#### EXERCISE INPUTS:

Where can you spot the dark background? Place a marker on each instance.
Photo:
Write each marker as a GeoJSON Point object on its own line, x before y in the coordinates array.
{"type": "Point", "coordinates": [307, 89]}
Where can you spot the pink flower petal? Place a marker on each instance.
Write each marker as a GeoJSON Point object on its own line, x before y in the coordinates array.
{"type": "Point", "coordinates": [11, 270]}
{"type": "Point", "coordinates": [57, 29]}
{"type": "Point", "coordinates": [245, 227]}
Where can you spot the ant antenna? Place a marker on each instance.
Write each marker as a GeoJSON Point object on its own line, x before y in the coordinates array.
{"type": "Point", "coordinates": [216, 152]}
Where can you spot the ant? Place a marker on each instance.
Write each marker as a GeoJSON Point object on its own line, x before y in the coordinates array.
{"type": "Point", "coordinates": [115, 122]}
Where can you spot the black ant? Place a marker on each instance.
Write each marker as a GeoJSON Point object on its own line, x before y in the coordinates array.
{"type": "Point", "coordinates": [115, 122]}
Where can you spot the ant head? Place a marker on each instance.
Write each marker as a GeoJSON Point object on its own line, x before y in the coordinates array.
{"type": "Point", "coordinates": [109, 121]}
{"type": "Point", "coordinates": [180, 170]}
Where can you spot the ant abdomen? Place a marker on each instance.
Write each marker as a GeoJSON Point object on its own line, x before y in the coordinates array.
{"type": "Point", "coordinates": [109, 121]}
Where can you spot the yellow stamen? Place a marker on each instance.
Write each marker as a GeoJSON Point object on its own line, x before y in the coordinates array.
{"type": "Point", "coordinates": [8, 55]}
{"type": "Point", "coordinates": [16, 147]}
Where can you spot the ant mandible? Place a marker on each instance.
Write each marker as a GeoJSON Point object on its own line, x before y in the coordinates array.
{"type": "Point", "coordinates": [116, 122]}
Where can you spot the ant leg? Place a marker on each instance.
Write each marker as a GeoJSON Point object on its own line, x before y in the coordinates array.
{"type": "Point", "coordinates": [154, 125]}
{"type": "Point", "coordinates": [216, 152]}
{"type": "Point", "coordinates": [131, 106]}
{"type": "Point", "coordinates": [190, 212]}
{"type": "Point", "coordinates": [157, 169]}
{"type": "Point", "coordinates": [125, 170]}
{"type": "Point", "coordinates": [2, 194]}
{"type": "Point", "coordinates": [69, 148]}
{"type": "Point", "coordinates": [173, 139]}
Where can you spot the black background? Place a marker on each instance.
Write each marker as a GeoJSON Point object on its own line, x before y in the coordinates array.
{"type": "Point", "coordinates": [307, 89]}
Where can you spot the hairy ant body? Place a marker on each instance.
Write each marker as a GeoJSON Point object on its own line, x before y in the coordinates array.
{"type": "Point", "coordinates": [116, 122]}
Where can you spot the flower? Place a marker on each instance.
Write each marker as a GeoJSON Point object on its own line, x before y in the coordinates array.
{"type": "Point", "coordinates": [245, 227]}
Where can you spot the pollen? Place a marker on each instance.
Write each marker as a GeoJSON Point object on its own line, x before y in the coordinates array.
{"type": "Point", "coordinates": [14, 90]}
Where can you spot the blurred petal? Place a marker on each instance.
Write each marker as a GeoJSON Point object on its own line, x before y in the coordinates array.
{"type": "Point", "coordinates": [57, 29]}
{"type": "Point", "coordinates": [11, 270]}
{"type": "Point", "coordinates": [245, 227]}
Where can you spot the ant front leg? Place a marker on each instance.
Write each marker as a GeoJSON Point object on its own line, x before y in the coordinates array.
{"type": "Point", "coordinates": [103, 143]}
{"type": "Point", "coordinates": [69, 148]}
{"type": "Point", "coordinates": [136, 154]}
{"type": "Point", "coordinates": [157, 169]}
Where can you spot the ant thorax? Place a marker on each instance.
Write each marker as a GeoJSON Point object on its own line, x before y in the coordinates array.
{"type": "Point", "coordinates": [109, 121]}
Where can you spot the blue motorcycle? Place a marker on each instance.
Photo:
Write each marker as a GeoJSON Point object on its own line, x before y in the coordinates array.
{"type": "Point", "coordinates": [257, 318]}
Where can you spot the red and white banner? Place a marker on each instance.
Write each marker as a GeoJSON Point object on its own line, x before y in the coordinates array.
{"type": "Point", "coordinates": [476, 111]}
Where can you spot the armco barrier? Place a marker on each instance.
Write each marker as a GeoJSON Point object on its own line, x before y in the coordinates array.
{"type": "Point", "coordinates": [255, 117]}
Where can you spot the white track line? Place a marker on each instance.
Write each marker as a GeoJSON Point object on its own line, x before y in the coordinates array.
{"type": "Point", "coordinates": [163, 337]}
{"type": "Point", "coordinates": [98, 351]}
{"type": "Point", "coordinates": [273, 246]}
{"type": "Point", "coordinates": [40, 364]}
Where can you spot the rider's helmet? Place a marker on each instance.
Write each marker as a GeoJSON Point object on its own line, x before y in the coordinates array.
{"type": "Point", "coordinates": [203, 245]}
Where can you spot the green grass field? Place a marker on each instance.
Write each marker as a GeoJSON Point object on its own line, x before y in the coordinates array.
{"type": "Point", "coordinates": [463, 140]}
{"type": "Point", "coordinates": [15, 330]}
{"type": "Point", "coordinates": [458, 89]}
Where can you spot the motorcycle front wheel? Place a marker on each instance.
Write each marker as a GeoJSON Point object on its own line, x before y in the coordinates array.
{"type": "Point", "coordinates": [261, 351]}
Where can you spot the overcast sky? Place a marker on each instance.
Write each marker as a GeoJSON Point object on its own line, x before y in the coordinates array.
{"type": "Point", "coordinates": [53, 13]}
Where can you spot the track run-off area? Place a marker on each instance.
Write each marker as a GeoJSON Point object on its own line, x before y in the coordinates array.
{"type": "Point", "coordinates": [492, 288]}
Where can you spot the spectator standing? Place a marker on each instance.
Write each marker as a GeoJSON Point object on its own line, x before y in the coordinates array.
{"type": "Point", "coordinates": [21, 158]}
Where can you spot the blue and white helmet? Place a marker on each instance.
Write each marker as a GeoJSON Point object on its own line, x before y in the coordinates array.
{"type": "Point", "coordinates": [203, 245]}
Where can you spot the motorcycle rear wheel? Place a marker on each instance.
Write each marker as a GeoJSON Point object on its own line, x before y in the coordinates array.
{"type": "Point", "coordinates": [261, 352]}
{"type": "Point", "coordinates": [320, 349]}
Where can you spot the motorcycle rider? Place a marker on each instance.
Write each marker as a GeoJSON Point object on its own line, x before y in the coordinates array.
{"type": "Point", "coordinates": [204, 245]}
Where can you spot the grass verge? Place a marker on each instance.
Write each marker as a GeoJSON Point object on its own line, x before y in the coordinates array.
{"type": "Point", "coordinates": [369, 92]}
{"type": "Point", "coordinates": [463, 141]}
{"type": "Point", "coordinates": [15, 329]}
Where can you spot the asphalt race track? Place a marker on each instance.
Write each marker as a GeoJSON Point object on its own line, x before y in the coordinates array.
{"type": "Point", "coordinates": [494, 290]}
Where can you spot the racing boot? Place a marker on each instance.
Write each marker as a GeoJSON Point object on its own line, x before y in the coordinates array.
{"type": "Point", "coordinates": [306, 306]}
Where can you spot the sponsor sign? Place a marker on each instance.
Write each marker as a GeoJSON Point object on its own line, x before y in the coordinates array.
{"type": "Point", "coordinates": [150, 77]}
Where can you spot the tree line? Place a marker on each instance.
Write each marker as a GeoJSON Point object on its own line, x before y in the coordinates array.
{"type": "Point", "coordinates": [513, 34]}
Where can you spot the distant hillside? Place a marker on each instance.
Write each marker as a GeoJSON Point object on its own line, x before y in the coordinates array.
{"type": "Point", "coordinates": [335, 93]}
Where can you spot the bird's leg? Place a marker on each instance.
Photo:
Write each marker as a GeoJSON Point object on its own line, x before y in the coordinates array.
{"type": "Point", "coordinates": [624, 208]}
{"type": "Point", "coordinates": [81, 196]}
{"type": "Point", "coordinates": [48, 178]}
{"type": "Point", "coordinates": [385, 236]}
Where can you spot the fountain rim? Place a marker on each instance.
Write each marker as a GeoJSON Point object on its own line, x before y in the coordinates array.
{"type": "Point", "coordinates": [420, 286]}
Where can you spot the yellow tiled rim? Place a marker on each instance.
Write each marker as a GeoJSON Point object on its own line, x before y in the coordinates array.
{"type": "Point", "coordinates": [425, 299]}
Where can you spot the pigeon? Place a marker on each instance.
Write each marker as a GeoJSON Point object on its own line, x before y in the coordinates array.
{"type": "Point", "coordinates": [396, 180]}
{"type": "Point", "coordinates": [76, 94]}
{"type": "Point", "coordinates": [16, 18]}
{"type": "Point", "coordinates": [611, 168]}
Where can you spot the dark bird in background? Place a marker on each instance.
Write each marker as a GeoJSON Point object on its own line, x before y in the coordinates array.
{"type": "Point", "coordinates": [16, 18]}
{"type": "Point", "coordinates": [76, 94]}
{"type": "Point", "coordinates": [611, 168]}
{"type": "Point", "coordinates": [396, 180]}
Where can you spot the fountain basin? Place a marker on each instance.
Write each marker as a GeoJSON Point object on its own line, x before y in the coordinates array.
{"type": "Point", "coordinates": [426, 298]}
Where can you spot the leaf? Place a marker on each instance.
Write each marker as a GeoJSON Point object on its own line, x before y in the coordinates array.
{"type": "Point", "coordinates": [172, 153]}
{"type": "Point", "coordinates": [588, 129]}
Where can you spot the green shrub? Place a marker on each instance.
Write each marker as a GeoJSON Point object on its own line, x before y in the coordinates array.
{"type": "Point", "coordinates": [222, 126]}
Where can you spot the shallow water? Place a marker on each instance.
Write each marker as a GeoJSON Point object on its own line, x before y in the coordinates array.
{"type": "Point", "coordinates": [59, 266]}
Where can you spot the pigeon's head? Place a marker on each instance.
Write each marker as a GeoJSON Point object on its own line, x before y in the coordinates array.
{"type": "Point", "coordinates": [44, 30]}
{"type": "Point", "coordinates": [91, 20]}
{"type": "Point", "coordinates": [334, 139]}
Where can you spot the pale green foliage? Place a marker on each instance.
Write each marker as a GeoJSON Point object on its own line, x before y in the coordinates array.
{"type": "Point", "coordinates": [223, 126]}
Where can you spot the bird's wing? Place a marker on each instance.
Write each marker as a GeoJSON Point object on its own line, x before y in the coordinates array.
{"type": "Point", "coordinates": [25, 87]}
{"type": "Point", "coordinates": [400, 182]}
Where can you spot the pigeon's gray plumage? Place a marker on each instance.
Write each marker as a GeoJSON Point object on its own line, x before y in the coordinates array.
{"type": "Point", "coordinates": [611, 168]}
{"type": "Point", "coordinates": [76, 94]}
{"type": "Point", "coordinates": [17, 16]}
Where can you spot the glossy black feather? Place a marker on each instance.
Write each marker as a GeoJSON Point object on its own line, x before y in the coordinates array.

#### WHAT IS NEEDED:
Write out, word for word, the line containing "Where can you spot the shallow" and every line after it to the end of the data above.

#### OUTPUT:
Where can you spot the shallow water? Place a marker on each instance.
Write each marker as a GeoJSON Point object on its own line, x before y in the coordinates array.
{"type": "Point", "coordinates": [59, 266]}
Where can you spot the pigeon's head? Place a marker on each instance.
Write each marker as a GeoJSON Point object on its own line, x before y in the coordinates array.
{"type": "Point", "coordinates": [44, 30]}
{"type": "Point", "coordinates": [91, 20]}
{"type": "Point", "coordinates": [334, 139]}
Where can you spot the pale green foliage? Place a marker on each instance.
Write each marker as a GeoJSON Point object on its own line, x before y in the coordinates array.
{"type": "Point", "coordinates": [223, 126]}
Where can you spot the bird's wing? Place a marker on each instance.
Write each marker as a GeoJSON Point object on its own line, x before y in the coordinates array.
{"type": "Point", "coordinates": [25, 87]}
{"type": "Point", "coordinates": [400, 182]}
Where can you spot the pigeon's gray plumage? Place a marker on each instance.
Write each marker as a GeoJSON Point object on its own line, x before y in the coordinates array.
{"type": "Point", "coordinates": [611, 168]}
{"type": "Point", "coordinates": [76, 94]}
{"type": "Point", "coordinates": [17, 16]}
Where can you spot the glossy black feather? Place a marker on each instance.
Write each marker as a GeoJSON Point object on its own line, x before y in the coordinates array.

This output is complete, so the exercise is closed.